Point-per-instance localization data
• • • •
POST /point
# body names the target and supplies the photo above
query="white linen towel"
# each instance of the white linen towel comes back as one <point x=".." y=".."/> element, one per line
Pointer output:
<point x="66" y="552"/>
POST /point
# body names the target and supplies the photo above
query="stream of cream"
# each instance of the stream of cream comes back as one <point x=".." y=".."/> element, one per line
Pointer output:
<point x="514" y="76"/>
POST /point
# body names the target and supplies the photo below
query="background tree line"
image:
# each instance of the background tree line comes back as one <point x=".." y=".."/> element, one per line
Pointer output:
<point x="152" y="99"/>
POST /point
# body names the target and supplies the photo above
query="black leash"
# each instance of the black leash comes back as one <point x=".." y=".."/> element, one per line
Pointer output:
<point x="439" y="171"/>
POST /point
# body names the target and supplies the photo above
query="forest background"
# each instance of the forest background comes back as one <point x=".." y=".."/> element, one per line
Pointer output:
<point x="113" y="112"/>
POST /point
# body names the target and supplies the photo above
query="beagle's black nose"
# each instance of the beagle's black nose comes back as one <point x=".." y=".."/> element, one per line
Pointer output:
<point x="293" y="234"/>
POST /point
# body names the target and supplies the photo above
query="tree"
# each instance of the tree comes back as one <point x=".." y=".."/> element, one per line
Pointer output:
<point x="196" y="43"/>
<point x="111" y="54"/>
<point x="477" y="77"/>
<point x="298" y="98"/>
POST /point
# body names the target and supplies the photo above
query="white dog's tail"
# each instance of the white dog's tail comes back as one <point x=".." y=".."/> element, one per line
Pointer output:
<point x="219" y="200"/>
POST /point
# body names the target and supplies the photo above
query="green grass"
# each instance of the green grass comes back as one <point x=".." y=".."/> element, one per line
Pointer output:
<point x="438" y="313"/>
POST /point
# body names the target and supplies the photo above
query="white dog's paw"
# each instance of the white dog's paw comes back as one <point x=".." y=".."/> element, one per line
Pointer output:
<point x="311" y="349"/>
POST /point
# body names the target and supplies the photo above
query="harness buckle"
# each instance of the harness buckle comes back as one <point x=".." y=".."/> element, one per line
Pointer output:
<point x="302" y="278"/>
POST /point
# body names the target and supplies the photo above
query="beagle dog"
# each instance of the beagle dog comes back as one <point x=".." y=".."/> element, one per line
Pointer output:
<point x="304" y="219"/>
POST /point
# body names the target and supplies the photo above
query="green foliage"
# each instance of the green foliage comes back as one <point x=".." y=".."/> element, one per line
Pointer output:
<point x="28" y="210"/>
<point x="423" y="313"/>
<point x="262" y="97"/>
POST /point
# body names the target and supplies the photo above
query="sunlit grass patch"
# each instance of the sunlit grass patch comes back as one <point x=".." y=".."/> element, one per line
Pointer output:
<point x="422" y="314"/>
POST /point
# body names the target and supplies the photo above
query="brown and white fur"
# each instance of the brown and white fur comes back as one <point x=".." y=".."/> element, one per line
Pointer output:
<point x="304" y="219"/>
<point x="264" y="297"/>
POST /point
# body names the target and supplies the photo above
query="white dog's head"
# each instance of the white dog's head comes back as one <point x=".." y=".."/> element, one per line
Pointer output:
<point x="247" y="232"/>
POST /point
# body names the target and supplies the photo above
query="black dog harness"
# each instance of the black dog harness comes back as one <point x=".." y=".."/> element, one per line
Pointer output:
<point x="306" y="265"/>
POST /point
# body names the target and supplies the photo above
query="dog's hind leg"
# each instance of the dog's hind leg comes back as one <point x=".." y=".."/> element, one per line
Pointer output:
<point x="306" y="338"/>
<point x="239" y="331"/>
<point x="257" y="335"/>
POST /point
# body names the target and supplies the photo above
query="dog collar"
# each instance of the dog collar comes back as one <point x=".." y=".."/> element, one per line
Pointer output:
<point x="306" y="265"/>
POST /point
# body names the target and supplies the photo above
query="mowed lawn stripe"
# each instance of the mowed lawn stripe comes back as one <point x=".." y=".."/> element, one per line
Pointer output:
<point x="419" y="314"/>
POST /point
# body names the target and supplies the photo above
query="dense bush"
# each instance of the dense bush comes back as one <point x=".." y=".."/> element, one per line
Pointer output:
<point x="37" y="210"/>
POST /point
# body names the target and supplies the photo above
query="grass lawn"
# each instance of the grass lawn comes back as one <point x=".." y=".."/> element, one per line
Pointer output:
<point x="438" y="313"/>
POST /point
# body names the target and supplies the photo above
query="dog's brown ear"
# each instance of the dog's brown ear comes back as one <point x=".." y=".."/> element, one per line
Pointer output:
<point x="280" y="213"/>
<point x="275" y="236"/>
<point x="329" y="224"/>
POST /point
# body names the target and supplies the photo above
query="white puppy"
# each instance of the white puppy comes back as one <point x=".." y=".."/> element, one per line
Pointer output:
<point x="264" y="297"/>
• • • •
PROBLEM REQUIREMENTS: Show all lines from the records above where the word "background" occurs.

FINISHED TASK:
query="background tree line"
# each instance of the background tree line comes back as one <point x=".." y=".."/> element, one per line
query="forest background"
# each instance of the forest background comes back as one <point x=".." y=".."/> element, one per line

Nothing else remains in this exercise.